__EXERCISE INSTRUCTIONS__
Return every line below that contains the string "bucket", matching case exactly.

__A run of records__
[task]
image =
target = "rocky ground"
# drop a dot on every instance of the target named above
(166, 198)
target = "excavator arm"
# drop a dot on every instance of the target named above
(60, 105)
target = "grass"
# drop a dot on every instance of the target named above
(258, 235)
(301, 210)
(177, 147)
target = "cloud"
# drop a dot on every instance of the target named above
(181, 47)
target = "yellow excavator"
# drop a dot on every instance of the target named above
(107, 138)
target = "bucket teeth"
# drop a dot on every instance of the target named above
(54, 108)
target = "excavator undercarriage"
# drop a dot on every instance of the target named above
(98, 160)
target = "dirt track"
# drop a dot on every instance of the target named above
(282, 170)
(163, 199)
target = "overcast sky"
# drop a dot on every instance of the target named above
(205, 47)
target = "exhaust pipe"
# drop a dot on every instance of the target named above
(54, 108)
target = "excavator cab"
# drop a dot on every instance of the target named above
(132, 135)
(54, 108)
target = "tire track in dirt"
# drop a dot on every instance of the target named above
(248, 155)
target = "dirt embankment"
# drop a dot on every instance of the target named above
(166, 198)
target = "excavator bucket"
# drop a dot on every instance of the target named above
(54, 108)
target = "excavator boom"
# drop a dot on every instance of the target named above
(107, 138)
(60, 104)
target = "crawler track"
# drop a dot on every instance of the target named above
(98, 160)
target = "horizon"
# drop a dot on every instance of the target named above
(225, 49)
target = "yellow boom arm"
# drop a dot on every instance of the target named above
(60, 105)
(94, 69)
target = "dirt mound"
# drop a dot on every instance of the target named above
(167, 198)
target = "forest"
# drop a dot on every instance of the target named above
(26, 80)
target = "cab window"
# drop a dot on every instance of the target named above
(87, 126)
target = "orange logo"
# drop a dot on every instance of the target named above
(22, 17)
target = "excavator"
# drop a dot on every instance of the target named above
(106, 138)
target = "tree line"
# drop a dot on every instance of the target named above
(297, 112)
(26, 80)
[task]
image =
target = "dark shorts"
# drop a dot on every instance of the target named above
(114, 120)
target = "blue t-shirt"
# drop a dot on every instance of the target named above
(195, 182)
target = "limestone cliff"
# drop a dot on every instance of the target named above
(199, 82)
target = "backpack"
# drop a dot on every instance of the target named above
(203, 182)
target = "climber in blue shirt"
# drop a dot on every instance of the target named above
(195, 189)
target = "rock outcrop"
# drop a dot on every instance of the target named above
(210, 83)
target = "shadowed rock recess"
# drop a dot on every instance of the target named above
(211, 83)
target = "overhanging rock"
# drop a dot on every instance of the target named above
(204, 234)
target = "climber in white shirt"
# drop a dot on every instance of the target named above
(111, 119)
--
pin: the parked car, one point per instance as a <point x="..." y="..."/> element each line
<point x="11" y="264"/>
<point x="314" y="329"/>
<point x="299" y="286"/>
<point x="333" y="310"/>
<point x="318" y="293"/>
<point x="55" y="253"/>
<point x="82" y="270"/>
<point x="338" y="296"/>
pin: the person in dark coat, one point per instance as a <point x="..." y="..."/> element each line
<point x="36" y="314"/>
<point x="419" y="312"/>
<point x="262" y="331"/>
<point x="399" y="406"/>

__RESULT FOR THIS EXERCISE__
target = "bucket teeth"
target = "excavator bucket"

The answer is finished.